— TASK OBJECTIVE —
With the pictures omitted, transcribe each line below exactly as it is.

Records drawn from a dataset:
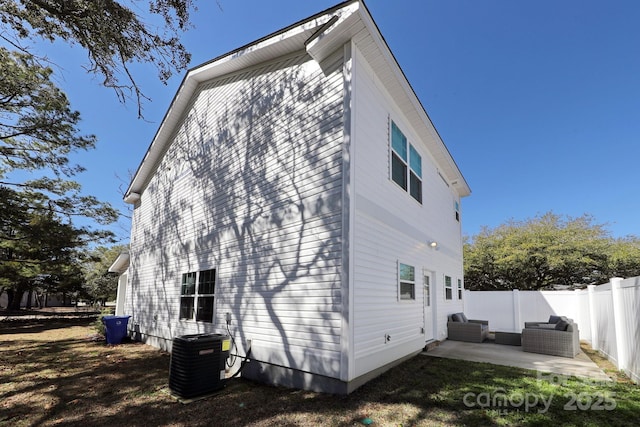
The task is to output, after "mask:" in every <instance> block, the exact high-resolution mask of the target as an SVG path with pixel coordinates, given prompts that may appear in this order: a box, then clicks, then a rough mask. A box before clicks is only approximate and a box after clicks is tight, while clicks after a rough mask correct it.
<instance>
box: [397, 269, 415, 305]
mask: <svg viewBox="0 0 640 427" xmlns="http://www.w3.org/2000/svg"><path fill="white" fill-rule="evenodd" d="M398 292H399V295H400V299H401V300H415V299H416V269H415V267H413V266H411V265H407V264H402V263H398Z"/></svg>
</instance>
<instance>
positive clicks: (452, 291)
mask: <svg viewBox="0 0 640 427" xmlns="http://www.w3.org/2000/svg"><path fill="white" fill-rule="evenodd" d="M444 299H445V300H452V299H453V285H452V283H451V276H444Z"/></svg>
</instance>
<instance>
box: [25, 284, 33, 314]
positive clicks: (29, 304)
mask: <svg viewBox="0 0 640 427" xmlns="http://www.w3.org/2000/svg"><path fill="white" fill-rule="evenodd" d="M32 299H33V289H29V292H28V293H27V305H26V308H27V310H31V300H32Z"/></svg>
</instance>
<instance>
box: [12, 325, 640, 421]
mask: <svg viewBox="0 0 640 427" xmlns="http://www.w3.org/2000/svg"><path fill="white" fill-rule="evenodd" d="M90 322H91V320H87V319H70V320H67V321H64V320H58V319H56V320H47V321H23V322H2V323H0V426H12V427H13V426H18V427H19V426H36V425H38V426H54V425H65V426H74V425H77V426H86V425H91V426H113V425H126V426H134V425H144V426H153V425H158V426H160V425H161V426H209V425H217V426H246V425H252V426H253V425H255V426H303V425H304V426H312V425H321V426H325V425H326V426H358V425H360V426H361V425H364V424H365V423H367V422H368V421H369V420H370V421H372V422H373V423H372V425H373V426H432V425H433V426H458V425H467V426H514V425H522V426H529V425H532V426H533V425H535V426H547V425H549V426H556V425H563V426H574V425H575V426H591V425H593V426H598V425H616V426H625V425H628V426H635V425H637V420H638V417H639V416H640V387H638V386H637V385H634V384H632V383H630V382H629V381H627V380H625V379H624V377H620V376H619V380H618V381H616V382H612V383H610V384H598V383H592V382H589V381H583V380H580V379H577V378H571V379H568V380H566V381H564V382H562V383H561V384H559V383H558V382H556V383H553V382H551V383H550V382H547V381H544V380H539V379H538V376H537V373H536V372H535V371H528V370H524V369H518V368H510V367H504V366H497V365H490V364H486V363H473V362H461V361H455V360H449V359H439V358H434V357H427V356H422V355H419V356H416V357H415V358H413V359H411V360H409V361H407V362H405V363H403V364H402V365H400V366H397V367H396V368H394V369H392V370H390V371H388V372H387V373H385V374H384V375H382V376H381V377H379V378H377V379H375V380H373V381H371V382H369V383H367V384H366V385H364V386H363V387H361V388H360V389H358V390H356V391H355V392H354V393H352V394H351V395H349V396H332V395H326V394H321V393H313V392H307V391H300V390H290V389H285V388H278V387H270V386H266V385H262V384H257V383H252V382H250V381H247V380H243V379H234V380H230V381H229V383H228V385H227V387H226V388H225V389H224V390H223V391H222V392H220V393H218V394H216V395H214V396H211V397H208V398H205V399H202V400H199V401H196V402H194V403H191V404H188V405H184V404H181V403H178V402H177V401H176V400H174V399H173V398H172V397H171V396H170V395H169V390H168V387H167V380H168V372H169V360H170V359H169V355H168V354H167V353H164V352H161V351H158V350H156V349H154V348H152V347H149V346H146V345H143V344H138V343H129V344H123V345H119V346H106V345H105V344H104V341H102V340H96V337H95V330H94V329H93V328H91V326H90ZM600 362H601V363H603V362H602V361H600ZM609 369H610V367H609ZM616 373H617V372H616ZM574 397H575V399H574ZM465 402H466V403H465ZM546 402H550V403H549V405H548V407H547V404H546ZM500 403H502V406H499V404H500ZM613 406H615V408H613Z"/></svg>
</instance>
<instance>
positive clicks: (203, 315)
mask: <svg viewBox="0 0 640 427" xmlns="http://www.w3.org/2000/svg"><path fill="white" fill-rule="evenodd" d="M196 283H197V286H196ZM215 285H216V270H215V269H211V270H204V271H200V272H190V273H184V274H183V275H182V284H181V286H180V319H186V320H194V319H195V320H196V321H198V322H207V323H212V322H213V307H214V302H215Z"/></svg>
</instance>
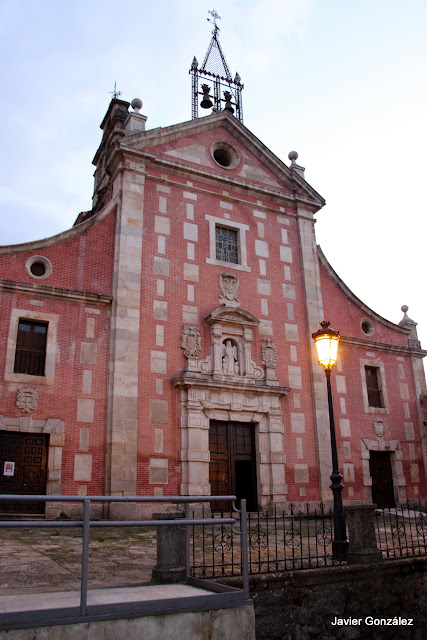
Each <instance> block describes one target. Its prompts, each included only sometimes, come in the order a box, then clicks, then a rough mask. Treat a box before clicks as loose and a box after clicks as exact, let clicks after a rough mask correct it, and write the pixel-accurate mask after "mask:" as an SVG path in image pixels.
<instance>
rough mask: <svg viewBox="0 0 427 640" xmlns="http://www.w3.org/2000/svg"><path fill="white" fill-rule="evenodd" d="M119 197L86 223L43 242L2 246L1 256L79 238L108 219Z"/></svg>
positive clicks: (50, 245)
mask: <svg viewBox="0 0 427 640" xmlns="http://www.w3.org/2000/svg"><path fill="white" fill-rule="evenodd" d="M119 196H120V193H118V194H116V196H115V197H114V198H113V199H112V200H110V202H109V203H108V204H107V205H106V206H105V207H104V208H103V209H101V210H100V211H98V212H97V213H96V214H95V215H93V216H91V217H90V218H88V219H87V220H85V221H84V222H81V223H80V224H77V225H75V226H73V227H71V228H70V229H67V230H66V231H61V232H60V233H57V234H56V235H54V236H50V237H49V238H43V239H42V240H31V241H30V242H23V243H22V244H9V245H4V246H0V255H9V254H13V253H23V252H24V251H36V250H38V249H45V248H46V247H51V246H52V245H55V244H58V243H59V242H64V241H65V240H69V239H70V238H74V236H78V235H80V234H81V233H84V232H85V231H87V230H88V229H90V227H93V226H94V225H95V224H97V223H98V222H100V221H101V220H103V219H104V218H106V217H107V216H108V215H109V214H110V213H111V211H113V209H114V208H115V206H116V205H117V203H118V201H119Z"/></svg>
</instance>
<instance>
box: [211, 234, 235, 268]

— WRITTEN RESPONSE —
The task is to output, after "mask:" in every <instance> block, the exact high-resolution mask of the target as an SVG path with pixel coordinates, given prompts that may appear in this order: a box, then clicks, then a rough mask. A box before clicks is only approximate and a box after clicks is tight, while clicks after a rough mask correct it.
<instance>
box: [397, 269, 415, 305]
mask: <svg viewBox="0 0 640 427" xmlns="http://www.w3.org/2000/svg"><path fill="white" fill-rule="evenodd" d="M398 292H399V295H400V299H401V300H415V299H416V269H415V267H413V266H411V265H407V264H402V263H398Z"/></svg>
</instance>
<instance>
positive clicks: (452, 291)
mask: <svg viewBox="0 0 640 427" xmlns="http://www.w3.org/2000/svg"><path fill="white" fill-rule="evenodd" d="M444 299H445V300H452V299H453V285H452V283H451V276H444Z"/></svg>
</instance>
<instance>
box: [25, 284, 33, 314]
positive clicks: (29, 304)
mask: <svg viewBox="0 0 640 427" xmlns="http://www.w3.org/2000/svg"><path fill="white" fill-rule="evenodd" d="M32 299H33V289H29V292H28V293H27V305H26V308H27V310H31V300H32Z"/></svg>
</instance>
<instance>
box: [12, 325, 640, 421]
mask: <svg viewBox="0 0 640 427" xmlns="http://www.w3.org/2000/svg"><path fill="white" fill-rule="evenodd" d="M90 322H91V320H87V319H70V320H67V321H64V320H58V319H56V320H47V321H23V322H2V323H0V426H12V427H13V426H18V427H19V426H36V425H38V426H54V425H65V426H74V425H77V426H86V425H91V426H113V425H126V426H134V425H144V426H153V425H158V426H160V425H161V426H209V425H217V426H246V425H252V426H253V425H255V426H303V425H304V426H312V425H321V426H325V425H326V426H358V425H360V426H361V425H364V424H365V423H367V422H368V421H369V420H370V421H372V422H373V423H372V425H373V426H432V425H433V426H458V425H467V426H514V425H522V426H529V425H532V426H533V425H535V426H547V425H549V426H556V425H563V426H574V425H575V426H591V425H593V426H598V425H616V426H625V425H628V426H635V425H637V420H638V417H639V416H640V387H638V386H637V385H634V384H632V383H630V382H629V381H627V380H625V379H624V377H620V376H619V380H618V381H616V382H612V383H610V384H598V383H592V382H589V381H583V380H580V379H577V378H571V379H568V380H566V381H564V382H562V383H561V384H559V383H558V382H556V383H553V382H551V383H550V382H547V381H544V380H539V379H538V376H537V373H536V372H535V371H528V370H524V369H518V368H510V367H504V366H497V365H490V364H486V363H473V362H461V361H455V360H449V359H439V358H434V357H427V356H422V355H419V356H416V357H415V358H413V359H411V360H409V361H407V362H405V363H403V364H402V365H400V366H397V367H396V368H394V369H392V370H390V371H388V372H387V373H385V374H384V375H382V376H381V377H379V378H377V379H375V380H373V381H371V382H369V383H367V384H366V385H364V386H363V387H361V388H360V389H358V390H356V391H355V392H354V393H352V394H351V395H349V396H332V395H326V394H321V393H313V392H307V391H300V390H290V389H285V388H278V387H270V386H266V385H262V384H257V383H252V382H250V381H247V380H243V379H234V380H230V381H229V383H228V385H227V387H226V388H225V389H224V390H223V391H222V392H220V393H218V394H216V395H214V396H211V397H208V398H205V399H202V400H199V401H196V402H194V403H191V404H188V405H184V404H181V403H178V402H177V401H176V400H174V399H173V398H172V397H171V396H170V395H169V390H168V387H167V380H168V372H169V360H170V359H169V355H168V354H167V353H164V352H161V351H158V350H156V349H154V348H152V347H149V346H146V345H143V344H138V343H129V344H123V345H119V346H106V345H105V344H104V341H102V340H96V337H95V330H94V329H93V328H91V326H90ZM600 362H601V363H603V362H602V361H600ZM609 369H610V367H609ZM616 373H617V372H616ZM574 397H575V399H574ZM465 402H466V403H465ZM546 402H550V403H549V405H548V407H547V404H546ZM500 403H502V406H499V404H500ZM613 406H615V408H613Z"/></svg>
</instance>
<instance>
positive clicks: (203, 315)
mask: <svg viewBox="0 0 640 427" xmlns="http://www.w3.org/2000/svg"><path fill="white" fill-rule="evenodd" d="M196 283H197V286H196ZM215 285H216V270H215V269H211V270H204V271H200V272H190V273H184V274H183V275H182V284H181V286H180V319H186V320H194V319H195V320H196V321H198V322H207V323H212V322H213V307H214V302H215Z"/></svg>
</instance>
Each <instance> block describes one target. Its prompts, each included only sometimes, come in the order a box, then clicks, then a rough mask. Treat a box before clicks as loose and a box after clicks as exact, let clicks after a rough mask correct it, and write the pixel-accurate mask after "mask:" as an SVG path in image pixels.
<instance>
rough mask: <svg viewBox="0 0 427 640" xmlns="http://www.w3.org/2000/svg"><path fill="white" fill-rule="evenodd" d="M119 197L86 223L43 242L2 246L1 256L79 238L108 219Z"/></svg>
positive clicks: (50, 245)
mask: <svg viewBox="0 0 427 640" xmlns="http://www.w3.org/2000/svg"><path fill="white" fill-rule="evenodd" d="M119 196H120V193H118V194H116V196H115V197H114V198H113V199H112V200H110V202H109V203H108V204H107V205H106V206H105V207H104V208H103V209H101V210H100V211H98V212H97V213H96V214H95V215H93V216H91V217H90V218H88V219H87V220H85V221H84V222H81V223H80V224H77V225H75V226H73V227H71V228H70V229H67V230H66V231H61V232H60V233H57V234H56V235H54V236H50V237H49V238H43V239H42V240H31V241H30V242H23V243H22V244H9V245H4V246H0V255H9V254H13V253H23V252H24V251H36V250H38V249H45V248H46V247H51V246H52V245H55V244H58V243H59V242H64V241H65V240H69V239H70V238H74V236H78V235H80V234H81V233H84V232H85V231H87V230H88V229H90V227H93V226H94V225H95V224H97V223H98V222H100V221H101V220H103V219H104V218H106V217H107V216H108V215H109V214H110V213H111V211H113V209H114V208H115V206H116V205H117V203H118V201H119Z"/></svg>
</instance>
<instance>
box: [211, 234, 235, 268]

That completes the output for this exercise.